◆ WORK TO COMPLETE ◆
Could you copy out, unchanged, the lines below starting at the one that contains "Would you mind indicating the blue polo" and running through the final line, with both of those lines included?

◆ STORED ROWS ◆

# # # # #

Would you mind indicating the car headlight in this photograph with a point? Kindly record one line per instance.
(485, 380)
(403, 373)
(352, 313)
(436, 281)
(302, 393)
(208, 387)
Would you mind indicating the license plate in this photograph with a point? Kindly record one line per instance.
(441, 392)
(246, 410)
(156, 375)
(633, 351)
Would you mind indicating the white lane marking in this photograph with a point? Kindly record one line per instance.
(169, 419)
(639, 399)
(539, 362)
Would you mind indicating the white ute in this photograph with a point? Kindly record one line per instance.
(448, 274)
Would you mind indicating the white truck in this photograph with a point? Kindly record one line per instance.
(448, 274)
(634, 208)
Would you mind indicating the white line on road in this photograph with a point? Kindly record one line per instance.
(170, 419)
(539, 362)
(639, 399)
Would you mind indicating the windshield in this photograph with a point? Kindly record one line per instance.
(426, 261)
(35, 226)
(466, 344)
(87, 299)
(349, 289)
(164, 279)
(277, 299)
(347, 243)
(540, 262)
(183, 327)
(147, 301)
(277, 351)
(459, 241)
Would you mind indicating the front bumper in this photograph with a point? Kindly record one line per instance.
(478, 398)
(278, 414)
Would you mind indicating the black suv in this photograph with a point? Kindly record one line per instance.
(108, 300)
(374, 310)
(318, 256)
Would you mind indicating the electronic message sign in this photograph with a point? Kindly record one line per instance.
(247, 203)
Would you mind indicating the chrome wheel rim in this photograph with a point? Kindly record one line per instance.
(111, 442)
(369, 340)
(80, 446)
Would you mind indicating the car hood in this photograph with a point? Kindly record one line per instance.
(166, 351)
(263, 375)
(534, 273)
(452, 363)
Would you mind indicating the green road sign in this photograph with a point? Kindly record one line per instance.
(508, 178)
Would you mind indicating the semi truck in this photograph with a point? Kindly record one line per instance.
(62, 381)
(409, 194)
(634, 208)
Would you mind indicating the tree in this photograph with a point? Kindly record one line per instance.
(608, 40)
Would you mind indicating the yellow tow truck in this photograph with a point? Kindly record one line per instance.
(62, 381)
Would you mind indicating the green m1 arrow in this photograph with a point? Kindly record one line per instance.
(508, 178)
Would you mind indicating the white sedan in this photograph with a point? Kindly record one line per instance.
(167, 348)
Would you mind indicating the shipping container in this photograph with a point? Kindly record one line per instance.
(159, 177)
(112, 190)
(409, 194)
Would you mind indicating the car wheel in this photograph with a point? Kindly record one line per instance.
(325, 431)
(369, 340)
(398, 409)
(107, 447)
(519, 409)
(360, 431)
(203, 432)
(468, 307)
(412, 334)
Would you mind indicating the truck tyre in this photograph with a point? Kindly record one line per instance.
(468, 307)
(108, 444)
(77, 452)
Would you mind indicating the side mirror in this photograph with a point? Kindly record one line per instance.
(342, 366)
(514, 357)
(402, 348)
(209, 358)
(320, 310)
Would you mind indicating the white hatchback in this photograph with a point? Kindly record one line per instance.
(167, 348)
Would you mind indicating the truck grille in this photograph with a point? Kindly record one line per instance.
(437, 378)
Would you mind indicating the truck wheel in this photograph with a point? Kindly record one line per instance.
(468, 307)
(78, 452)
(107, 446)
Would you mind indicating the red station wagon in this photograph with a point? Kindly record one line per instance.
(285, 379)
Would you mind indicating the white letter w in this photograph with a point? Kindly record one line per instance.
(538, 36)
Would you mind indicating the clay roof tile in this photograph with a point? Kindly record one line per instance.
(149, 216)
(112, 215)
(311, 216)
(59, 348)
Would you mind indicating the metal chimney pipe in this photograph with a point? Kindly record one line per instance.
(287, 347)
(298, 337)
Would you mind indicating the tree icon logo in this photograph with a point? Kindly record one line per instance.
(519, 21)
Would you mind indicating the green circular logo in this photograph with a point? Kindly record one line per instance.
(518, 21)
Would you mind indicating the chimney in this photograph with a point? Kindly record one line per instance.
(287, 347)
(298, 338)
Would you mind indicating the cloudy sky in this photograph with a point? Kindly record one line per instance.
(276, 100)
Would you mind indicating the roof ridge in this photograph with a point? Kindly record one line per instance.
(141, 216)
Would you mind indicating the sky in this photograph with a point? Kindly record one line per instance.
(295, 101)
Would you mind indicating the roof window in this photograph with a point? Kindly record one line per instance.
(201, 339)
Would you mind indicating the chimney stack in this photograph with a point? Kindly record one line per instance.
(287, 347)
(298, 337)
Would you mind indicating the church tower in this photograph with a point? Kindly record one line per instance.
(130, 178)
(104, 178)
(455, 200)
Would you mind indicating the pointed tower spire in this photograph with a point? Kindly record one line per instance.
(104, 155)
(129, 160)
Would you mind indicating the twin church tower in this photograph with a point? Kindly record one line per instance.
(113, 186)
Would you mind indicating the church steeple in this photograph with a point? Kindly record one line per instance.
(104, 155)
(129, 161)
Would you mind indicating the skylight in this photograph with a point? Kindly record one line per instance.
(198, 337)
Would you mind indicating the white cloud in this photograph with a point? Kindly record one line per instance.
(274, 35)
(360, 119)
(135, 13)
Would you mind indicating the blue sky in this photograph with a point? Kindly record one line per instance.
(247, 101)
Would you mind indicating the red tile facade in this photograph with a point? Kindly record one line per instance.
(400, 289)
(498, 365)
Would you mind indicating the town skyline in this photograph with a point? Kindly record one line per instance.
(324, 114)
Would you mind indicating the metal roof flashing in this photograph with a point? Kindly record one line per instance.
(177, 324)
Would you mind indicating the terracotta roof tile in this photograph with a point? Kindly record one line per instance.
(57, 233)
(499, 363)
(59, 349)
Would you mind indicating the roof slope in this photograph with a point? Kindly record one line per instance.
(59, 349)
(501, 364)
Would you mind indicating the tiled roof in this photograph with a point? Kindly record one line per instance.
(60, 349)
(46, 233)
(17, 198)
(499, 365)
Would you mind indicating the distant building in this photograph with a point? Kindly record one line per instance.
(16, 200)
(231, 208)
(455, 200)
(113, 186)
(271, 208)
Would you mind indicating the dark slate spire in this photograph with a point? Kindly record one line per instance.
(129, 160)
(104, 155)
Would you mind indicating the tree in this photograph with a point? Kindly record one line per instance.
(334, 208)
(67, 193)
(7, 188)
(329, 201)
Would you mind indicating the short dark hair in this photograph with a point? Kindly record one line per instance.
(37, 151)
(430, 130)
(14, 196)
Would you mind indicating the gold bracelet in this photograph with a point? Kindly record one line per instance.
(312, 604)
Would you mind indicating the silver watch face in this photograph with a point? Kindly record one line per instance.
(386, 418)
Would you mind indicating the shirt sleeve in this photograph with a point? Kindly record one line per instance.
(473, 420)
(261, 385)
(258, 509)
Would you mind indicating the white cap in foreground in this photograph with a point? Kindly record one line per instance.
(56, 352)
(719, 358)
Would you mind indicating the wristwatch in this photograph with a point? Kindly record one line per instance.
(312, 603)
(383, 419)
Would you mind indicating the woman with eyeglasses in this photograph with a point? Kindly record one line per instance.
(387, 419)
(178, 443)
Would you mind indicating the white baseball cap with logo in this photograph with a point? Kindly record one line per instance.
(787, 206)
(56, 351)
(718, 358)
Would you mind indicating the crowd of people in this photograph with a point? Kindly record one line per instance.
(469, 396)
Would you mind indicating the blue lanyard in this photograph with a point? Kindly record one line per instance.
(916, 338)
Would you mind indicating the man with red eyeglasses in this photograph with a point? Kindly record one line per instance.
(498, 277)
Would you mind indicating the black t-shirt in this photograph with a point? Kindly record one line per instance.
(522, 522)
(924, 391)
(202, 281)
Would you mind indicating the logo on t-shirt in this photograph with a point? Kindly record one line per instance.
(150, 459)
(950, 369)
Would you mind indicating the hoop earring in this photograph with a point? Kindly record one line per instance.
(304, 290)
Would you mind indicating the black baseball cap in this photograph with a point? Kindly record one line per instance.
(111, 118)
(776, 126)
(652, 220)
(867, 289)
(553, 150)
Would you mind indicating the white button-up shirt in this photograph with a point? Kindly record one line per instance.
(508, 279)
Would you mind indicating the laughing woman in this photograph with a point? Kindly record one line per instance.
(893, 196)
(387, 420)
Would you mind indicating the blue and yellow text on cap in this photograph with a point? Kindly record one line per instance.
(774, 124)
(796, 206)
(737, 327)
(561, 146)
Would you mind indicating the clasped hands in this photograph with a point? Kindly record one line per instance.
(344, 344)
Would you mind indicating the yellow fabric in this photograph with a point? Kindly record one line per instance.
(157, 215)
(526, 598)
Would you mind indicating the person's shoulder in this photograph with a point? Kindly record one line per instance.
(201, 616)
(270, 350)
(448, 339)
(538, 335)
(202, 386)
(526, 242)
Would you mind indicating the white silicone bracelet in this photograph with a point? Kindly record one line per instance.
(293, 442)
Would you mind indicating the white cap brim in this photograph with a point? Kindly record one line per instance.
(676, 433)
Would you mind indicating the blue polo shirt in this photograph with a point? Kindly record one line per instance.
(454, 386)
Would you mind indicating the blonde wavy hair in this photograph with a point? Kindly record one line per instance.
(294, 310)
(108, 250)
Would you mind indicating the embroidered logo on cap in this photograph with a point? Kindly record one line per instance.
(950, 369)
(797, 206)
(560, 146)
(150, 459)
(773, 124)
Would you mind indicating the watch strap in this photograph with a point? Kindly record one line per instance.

# # # # #

◆ THE REPLY ◆
Would you mind indicating the blue polo shirt in this photograph with a point? Kindly record one line per instance.
(454, 386)
Would you mind indicating the blonde wavy hair in this photograph with a point? Kindly record one line per instance.
(294, 310)
(108, 250)
Would you mind indicating the embroidered logo on cap in this photograph with a point? Kindly record one line per instance.
(950, 369)
(797, 206)
(560, 146)
(150, 459)
(773, 124)
Would you mind indicating the watch strap in this photograph with a point? Kindly record one line per instance.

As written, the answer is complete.